## Problem statement
Please return the listing below word for word, keeping every line unchanged.

## Excerpts from a location annotation dataset
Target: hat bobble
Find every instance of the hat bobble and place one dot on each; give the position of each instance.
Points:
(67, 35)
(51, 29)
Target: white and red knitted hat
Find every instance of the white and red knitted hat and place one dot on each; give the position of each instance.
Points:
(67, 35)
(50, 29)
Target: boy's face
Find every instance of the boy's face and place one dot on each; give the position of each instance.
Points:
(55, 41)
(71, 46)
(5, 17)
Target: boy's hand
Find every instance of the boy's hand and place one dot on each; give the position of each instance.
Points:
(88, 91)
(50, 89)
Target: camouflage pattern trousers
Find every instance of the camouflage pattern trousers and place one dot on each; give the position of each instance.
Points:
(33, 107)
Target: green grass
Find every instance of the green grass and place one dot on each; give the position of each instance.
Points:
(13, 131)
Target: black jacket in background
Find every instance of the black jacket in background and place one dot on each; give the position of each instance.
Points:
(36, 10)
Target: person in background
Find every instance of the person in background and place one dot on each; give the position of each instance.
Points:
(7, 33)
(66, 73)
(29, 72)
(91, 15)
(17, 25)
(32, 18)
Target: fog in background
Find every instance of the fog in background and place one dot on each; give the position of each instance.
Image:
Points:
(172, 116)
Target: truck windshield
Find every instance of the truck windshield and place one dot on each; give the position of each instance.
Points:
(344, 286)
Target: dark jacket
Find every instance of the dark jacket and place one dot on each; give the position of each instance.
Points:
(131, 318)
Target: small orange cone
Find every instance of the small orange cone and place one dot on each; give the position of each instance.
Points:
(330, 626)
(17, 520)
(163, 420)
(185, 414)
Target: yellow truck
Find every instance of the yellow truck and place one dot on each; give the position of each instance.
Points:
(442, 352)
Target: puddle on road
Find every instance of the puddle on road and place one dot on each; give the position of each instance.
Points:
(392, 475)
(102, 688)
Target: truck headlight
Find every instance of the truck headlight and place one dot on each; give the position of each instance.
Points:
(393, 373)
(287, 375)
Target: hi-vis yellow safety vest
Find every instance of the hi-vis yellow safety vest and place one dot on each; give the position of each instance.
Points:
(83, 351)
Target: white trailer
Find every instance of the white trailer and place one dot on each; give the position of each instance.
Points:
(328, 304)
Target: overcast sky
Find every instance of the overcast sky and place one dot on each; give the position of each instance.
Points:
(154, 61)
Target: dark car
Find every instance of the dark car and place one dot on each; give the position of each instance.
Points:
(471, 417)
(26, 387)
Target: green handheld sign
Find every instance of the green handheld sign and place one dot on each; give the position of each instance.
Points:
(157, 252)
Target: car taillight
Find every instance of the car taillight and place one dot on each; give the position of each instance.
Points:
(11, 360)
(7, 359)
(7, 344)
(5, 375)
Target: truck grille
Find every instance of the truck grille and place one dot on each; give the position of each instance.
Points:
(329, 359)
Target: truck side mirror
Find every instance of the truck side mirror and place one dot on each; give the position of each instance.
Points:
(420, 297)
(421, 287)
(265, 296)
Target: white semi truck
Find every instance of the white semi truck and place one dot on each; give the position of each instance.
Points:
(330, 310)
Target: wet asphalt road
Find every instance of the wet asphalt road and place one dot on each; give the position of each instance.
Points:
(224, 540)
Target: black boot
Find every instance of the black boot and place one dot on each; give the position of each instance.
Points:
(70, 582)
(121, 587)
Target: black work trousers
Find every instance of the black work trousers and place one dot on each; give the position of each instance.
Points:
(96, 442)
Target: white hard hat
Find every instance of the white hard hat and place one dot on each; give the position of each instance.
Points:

## Exercise response
Target: hat bobble
Find every instance of the hat bobble and place one dot on each; give the position of each instance.
Points:
(67, 35)
(51, 29)
Target: white and red knitted hat
Find every instance of the white and red knitted hat and place one dot on each; give the position of each instance.
Points:
(67, 35)
(50, 29)
Target: boy's face
Find every instance of the boy's face and place one dot on each; give the position of each instance.
Points:
(55, 41)
(71, 46)
(5, 17)
Target: boy's hand
Find every instance of the boy's hand and place one dot on each; give the position of each instance.
Points:
(88, 91)
(50, 89)
Target: camouflage pattern trousers
Find every instance of the camouflage pattern trousers and place one dot on each; give the position of each instance.
Points:
(33, 107)
Target: green grass
Find every instance of the green grass and place one dot on each; give the position of each instance.
Points:
(13, 131)
Target: black jacket in background
Find every instance of the black jacket in background and place one dot on each; give the position of each instance.
Points:
(36, 10)
Target: person in background
Find every instance of the person in background and place one dot on each; give the position of each instance.
Points:
(7, 33)
(66, 73)
(29, 72)
(91, 15)
(17, 25)
(32, 18)
Target: fog in background
Find every instance of the fog in background and place one dot on each; give the position of each instance.
Image:
Points:
(172, 116)
Target: truck windshield
Find every instance of the truck windshield and place one dot on each; give the position of each instance.
Points:
(344, 286)
Target: dark jacket
Find every instance of the dark jacket and place one dot on each; give the position of each instance.
Points:
(131, 318)
Target: small orange cone
Find every instance of the small orange cone and place one dot on each; give the position of each instance.
Points:
(330, 626)
(17, 520)
(163, 420)
(185, 414)
Target: yellow truck
Find every instance of the yellow truck and place one dot on each; give the position of each instance.
Points:
(442, 352)
Target: puddle on road
Find every instance of the puddle on road and place one dot on each; give the position of each instance.
Points:
(392, 475)
(102, 688)
Target: truck headlight
Find every instance of the truck headlight and place one dot on each; give the position of each instance.
Points:
(393, 373)
(287, 375)
Target: hi-vis yellow safety vest
Find every instance of the hi-vis yellow safety vest and place one dot on each; give the position of each instance.
Points:
(83, 351)
Target: white trailer
Find every instance of the white trailer and place one dot on each; give the position of each instance.
Points:
(328, 304)
Target: overcast sky
Find every instance of the overcast sky and place one dot on each; give the position of each instance.
Points:
(154, 61)
Target: dark car
Find every instance of the dark car and place one dot on each; give the position of each instance.
Points:
(471, 417)
(26, 387)
Target: green handheld sign
Find every instance of the green handheld sign and place one dot on each; give the position of each instance.
Points:
(157, 252)
Target: car taillight
Find every instance of the car taillight and place one dot on each; give the position of each instance.
Points:
(11, 360)
(7, 359)
(7, 344)
(5, 375)
Target: truck grille
Find every instance of the truck grille and place one dot on each; give the position of each instance.
Points:
(329, 359)
Target: truck side mirror
Find every instance of the truck side mirror and place one dot on each; give the position of each instance.
Points:
(420, 297)
(421, 287)
(265, 296)
Target: white semi truck
Find every instance of the white semi truck and place one dot on each; give the position of each instance.
Points:
(330, 310)
Target: wet asphalt road
Find every instance of the wet asphalt road and place one dot on each; give the position of each instance.
Points:
(224, 540)
Target: black boot
Find every instance of the black boot and place one dot on each; give the position of each instance.
Points:
(70, 582)
(121, 587)
Target: black work trousers
Find every instance of the black work trousers and place one dot on each; give the position of each instance.
Points:
(96, 442)
Target: white hard hat
Find every instance of the white hard hat and place one dot on each; give the position of each instance.
Points:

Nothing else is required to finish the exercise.